TO BE DONE: From the line containing "pin: rooftop chimney" through the end of the items, rename "rooftop chimney stack" to "roof chimney" and write those lines out again with nothing else altered.

TASK DATA:
= = = = = = =
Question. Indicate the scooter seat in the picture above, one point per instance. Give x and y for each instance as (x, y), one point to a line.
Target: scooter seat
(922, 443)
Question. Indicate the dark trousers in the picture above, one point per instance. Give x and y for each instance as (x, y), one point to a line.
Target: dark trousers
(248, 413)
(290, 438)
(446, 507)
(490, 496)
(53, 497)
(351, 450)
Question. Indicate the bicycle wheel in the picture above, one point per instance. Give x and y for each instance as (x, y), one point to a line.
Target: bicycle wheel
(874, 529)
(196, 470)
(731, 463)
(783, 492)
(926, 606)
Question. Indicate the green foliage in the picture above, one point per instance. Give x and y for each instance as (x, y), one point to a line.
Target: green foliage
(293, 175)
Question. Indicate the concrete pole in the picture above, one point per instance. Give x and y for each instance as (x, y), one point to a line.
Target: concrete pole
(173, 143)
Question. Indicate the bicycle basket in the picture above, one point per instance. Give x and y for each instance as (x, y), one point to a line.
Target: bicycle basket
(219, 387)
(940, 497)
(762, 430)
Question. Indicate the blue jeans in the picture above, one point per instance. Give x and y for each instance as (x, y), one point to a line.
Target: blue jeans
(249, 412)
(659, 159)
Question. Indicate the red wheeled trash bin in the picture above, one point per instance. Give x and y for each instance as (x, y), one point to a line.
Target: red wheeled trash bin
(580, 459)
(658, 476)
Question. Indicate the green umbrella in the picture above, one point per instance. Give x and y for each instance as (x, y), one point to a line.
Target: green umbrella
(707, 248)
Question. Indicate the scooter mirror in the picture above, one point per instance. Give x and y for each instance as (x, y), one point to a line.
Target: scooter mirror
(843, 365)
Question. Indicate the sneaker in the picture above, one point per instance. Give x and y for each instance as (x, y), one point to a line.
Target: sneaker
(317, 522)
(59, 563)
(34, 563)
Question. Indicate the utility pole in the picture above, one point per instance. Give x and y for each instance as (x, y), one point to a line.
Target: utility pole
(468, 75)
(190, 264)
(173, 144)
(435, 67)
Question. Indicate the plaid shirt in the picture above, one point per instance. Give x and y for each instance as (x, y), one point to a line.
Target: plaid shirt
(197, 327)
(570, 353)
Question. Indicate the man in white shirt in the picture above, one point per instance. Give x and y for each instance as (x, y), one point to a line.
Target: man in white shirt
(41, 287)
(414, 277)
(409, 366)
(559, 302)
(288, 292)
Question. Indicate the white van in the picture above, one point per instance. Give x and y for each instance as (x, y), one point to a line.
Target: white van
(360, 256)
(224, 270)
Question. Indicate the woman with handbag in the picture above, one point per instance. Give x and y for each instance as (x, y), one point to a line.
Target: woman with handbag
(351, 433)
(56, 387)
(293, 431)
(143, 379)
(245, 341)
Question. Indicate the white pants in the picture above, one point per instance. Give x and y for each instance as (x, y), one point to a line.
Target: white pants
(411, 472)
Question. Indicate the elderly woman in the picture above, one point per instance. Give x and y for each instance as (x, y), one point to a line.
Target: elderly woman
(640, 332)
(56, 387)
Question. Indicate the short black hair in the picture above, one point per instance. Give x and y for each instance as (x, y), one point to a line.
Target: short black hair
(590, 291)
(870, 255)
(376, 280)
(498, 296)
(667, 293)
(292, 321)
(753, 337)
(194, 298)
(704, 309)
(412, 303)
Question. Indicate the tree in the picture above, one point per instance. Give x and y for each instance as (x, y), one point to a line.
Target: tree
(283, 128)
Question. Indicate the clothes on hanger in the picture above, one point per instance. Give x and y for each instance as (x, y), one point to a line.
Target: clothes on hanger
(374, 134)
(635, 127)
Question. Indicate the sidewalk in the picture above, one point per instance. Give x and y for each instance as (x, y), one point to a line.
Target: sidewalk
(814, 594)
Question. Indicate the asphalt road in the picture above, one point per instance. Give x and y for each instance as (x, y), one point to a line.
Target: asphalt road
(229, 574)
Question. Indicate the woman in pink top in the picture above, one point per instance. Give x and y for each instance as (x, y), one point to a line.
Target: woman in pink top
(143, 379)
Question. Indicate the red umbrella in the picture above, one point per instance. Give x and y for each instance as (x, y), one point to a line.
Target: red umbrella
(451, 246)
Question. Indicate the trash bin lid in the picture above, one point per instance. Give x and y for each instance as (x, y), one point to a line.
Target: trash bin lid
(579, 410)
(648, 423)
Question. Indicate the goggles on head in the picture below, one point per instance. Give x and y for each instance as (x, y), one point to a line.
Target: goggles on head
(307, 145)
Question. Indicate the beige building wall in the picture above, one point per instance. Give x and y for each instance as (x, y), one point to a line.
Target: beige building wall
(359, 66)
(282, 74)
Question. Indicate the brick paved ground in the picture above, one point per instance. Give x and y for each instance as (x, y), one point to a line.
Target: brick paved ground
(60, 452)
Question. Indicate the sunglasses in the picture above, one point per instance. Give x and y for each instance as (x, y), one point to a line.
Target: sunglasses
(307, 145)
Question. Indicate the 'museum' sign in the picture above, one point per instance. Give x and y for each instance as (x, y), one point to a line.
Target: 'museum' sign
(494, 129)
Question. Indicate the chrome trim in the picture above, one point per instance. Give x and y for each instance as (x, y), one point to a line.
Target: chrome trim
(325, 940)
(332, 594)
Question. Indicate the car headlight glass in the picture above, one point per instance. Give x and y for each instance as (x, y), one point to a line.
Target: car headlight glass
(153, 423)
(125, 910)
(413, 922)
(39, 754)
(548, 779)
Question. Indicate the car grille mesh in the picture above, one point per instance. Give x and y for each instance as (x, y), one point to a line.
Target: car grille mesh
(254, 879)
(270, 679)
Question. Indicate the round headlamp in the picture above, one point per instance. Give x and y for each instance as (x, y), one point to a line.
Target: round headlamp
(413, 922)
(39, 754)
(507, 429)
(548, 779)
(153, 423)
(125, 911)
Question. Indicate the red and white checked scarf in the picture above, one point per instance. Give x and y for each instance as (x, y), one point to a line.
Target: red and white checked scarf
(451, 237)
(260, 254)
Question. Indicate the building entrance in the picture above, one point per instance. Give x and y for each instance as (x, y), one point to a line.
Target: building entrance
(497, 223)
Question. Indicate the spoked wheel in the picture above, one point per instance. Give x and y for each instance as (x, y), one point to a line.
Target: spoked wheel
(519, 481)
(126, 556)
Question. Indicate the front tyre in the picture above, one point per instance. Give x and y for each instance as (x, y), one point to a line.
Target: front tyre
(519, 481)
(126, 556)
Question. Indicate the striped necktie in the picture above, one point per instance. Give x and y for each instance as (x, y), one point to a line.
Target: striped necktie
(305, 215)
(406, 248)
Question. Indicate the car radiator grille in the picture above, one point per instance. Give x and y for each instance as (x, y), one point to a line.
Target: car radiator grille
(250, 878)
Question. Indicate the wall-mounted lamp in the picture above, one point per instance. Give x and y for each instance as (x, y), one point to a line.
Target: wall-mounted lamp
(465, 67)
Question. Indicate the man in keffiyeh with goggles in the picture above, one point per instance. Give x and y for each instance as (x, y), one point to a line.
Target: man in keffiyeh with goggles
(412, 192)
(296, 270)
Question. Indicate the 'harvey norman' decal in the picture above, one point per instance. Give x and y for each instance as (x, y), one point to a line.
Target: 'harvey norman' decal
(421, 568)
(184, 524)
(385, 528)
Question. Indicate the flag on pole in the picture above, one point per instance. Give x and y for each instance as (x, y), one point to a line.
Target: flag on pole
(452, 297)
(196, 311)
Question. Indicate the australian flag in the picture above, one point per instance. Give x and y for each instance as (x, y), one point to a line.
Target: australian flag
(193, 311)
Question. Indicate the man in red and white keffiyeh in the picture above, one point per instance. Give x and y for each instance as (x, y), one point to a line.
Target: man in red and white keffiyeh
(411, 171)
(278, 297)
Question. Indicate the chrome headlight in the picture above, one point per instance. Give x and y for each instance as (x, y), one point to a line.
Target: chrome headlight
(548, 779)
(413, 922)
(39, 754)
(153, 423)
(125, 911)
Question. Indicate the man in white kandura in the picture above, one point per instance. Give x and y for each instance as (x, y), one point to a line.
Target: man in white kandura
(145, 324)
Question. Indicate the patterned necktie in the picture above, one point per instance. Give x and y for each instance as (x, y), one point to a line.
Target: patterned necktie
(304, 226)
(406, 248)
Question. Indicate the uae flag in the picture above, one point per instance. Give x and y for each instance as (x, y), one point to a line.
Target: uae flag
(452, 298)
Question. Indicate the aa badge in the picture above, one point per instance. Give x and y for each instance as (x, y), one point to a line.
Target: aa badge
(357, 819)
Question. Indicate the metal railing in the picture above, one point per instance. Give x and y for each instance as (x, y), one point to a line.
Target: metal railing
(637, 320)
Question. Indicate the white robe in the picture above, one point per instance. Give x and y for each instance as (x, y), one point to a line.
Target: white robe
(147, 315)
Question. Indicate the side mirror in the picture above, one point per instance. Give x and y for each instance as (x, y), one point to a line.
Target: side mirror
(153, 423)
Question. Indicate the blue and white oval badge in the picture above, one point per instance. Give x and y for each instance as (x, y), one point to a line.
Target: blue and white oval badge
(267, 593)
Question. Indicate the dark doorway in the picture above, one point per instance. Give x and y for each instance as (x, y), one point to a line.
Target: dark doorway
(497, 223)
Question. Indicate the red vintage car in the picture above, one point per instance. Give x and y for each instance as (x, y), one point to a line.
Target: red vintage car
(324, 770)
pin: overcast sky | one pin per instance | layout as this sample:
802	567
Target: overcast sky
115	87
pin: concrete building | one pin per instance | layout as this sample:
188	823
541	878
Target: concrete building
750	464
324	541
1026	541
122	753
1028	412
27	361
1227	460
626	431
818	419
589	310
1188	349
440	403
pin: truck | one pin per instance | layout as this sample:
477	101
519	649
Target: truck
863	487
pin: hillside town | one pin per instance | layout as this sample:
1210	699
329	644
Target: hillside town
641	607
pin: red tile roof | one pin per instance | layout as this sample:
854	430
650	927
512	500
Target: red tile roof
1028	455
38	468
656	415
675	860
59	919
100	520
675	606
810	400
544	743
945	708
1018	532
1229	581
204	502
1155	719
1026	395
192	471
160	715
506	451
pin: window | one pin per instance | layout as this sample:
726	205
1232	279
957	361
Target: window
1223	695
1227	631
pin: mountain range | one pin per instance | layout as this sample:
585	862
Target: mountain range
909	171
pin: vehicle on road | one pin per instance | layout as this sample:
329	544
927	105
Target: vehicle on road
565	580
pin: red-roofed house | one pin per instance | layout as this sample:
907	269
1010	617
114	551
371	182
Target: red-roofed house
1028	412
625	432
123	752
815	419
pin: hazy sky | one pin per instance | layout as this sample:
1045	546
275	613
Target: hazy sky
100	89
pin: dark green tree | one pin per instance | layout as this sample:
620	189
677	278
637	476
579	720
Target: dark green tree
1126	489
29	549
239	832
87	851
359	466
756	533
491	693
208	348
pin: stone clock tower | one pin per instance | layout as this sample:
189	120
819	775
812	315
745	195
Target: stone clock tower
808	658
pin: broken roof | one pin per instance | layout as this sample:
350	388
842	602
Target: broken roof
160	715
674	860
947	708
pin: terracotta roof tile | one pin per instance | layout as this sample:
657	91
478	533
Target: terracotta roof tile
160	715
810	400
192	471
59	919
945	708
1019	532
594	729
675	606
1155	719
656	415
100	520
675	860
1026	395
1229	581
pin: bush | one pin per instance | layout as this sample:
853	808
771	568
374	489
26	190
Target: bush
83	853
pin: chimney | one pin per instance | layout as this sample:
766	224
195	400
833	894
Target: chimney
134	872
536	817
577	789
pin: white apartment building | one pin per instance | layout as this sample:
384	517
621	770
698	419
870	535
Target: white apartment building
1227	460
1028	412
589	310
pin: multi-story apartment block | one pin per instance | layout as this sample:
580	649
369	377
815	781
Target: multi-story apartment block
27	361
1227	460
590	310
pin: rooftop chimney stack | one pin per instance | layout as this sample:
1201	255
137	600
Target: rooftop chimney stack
= = = = = = =
EXERCISE RESPONSE:
pin: roof chimney | one pin per instance | layout as this sample:
1201	255
137	600
Target: roof chimney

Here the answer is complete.